_Excerpted text_:
Boosting the immune system has more to do with what you do than with what you eat, although foods do play a part in immune system health. To boost the immune system, either control or eliminate stress from your life through meditation or mindfulness. Don’t smoke tobacco products.
Get enough restful sleep. Exercise regularly, even if it’s only a walk around the block. Don’t drink much alcohol. Be aware of some of the causes of infections like touching doorknobs or picking up the phone. Wash your hands frequently, and don’t touch your face until you do.
In spite of all this, an ill-intentioned bacteria (the complete opposite of the millions of good bacteria in the body) could get through. The cells and proteins will surround the incoming bad guy cells to obliterate them. To feed the immune system, you should eat:
Foods That Can Help You Recover From Sinusitis
- Dark chocolate. There are three ways to get free radicals: from converting food to energy, from the sunlight interacting with skin and eyes, and from breathing in oxygen. Free radicals harm the body’s cells. Antioxidants put free radicals out of business. Dark chocolate is packed with antioxidants.

_Activity list_:
1. Answer these about the immune system text:
(a) What does it suggest using to control or eliminate stress?
(b) What two examples does it give of causes of infections?
(c) What three ways of getting free radicals does it list?
2. Write out the immune system text word for word between "Get enough restful" and "until you do.", inclusive.
The data that follow come from a separate source.

_Data for analysis_:
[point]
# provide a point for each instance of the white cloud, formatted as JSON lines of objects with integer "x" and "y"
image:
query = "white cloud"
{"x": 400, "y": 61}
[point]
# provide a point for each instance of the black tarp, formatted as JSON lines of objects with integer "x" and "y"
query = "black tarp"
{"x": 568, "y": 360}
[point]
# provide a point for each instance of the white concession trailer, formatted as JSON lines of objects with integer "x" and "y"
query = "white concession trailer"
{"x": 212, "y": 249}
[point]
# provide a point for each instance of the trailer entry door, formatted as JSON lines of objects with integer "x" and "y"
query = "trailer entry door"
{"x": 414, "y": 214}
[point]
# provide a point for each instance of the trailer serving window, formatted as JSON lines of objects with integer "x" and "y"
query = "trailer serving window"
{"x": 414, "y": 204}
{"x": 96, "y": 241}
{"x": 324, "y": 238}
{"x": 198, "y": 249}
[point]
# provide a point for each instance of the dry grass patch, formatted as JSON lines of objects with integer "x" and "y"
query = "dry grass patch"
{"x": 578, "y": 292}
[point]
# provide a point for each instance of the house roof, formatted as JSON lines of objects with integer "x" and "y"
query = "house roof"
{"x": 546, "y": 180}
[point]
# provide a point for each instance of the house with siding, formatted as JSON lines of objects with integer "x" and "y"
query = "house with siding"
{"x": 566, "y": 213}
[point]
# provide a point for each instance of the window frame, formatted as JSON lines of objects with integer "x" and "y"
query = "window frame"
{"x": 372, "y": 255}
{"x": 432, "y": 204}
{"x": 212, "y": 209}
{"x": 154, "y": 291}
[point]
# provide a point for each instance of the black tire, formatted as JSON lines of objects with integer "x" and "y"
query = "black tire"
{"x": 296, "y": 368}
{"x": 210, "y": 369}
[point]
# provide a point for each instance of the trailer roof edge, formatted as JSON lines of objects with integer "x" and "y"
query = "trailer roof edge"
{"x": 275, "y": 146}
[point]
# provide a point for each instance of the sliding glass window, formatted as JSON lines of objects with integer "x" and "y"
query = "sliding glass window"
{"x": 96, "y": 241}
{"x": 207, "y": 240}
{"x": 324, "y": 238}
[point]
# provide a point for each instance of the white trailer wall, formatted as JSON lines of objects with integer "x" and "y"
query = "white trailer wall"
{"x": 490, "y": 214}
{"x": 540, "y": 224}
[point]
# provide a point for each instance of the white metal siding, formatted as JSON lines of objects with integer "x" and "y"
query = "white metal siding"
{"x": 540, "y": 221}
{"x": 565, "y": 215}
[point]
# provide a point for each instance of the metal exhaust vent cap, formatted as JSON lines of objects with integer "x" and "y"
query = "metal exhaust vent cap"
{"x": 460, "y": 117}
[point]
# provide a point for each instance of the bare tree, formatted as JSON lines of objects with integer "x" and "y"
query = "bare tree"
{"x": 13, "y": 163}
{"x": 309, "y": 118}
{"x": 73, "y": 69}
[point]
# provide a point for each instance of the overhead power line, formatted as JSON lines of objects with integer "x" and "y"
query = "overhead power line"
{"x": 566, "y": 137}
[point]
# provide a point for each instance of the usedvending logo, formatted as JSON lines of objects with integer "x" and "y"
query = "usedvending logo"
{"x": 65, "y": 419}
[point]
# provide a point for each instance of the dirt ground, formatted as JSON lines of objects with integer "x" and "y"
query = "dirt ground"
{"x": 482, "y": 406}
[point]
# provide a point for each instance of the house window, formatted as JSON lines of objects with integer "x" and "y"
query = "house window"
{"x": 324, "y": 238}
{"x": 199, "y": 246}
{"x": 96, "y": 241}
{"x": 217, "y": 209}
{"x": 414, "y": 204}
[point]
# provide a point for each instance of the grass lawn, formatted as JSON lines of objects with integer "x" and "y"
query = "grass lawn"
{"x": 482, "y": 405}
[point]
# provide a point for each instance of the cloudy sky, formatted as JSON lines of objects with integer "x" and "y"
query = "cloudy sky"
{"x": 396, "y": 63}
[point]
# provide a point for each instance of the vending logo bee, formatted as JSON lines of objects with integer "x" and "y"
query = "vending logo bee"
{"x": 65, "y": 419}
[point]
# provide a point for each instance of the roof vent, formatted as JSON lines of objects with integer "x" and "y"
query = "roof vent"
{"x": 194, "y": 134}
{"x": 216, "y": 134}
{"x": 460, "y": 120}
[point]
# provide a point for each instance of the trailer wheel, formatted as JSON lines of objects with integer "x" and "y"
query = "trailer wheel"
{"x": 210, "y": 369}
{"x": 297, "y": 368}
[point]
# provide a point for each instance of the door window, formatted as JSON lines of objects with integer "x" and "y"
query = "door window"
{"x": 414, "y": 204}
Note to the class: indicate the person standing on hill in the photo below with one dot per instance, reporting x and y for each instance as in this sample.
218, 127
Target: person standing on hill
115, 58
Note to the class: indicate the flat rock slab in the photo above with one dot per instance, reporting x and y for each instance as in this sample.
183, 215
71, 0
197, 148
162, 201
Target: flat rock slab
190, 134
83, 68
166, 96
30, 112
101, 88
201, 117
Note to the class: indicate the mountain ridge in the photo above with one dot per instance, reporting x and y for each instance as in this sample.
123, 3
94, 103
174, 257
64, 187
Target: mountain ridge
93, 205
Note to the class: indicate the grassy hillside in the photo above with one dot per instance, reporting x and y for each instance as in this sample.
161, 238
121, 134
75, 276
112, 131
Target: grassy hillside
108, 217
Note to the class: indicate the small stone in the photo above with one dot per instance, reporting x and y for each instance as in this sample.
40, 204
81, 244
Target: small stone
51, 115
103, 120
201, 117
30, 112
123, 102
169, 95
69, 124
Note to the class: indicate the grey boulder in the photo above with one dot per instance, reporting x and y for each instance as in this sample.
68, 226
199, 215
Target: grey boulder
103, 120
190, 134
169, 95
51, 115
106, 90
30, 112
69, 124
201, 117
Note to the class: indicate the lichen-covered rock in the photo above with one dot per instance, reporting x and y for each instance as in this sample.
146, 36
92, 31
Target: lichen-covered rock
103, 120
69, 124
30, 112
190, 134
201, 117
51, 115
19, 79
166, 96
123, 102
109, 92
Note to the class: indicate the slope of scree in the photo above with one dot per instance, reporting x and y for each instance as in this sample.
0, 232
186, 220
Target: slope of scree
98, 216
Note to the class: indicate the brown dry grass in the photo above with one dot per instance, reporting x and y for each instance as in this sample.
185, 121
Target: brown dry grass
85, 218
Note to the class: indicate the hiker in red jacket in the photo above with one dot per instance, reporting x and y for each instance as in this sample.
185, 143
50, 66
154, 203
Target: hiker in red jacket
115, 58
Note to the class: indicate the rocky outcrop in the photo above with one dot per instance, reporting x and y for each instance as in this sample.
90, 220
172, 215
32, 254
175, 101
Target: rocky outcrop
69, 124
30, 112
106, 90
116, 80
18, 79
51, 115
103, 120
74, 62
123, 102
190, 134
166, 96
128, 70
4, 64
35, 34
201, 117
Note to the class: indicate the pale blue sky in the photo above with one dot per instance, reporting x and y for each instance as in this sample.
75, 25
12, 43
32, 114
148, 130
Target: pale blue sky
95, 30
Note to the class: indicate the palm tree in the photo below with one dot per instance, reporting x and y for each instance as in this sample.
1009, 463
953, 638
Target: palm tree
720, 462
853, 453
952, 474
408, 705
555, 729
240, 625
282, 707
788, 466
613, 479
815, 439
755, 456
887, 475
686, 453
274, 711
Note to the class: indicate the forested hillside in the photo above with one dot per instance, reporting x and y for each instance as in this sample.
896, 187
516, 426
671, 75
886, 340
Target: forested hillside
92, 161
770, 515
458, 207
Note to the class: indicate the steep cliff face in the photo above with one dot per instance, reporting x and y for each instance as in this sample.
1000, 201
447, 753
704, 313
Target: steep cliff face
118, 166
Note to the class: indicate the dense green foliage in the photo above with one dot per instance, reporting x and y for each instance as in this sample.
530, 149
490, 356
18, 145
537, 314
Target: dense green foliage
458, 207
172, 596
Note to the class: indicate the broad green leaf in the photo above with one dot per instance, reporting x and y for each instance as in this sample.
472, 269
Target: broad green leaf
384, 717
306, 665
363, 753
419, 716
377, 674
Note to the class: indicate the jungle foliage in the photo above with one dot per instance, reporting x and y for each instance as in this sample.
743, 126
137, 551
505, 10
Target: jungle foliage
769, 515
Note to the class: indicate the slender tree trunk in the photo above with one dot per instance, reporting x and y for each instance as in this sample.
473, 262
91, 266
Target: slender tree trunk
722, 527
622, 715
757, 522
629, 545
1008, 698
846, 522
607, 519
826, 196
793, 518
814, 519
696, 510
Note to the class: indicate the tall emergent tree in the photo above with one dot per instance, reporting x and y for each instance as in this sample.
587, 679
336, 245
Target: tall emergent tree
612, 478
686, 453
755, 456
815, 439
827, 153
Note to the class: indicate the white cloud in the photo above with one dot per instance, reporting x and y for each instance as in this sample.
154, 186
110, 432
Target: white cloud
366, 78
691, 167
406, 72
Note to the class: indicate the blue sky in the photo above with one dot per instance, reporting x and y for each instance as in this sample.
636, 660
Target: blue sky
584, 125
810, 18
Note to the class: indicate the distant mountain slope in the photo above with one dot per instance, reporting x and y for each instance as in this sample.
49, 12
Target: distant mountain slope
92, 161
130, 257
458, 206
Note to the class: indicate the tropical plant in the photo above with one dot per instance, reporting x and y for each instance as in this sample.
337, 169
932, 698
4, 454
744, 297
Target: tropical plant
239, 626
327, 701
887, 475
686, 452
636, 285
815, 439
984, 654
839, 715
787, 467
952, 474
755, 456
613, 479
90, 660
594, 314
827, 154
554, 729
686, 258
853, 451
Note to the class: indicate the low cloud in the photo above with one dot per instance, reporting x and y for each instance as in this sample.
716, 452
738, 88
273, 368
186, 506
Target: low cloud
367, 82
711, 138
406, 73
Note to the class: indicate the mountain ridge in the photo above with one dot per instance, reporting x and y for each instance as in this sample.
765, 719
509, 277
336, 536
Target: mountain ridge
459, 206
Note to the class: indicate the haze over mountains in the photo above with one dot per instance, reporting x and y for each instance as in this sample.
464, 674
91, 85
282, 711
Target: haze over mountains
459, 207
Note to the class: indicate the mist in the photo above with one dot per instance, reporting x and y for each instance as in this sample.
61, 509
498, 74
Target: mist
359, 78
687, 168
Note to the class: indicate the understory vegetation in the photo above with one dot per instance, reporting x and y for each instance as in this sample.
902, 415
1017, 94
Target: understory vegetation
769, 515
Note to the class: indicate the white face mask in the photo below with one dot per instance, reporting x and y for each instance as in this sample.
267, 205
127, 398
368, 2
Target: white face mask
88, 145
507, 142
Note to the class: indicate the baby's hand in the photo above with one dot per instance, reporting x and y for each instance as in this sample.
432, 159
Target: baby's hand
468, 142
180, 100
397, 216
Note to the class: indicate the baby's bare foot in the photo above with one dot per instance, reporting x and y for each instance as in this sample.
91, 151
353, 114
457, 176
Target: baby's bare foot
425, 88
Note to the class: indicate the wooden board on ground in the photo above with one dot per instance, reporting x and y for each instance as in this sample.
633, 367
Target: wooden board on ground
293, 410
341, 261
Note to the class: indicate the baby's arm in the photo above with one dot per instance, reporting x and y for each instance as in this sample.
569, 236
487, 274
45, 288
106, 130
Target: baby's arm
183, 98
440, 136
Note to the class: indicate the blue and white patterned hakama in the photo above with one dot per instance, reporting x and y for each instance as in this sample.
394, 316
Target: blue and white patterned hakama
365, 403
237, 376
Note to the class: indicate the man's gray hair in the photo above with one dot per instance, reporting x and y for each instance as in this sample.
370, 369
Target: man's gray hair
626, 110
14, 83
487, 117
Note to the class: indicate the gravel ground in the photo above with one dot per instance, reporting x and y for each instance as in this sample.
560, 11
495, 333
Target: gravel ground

_Answers to the problems_:
1.
(a) Meditation or mindfulness.
(b) Touching doorknobs and picking up the phone.
(c) Converting food to energy, sunlight interacting with skin and eyes, and breathing in oxygen.

2.
Get enough restful sleep. Exercise regularly, even if it’s only a walk around the block. Don’t drink much alcohol. Be aware of some of the causes of infections like touching doorknobs or picking up the phone. Wash your hands frequently, and don’t touch your face until you do.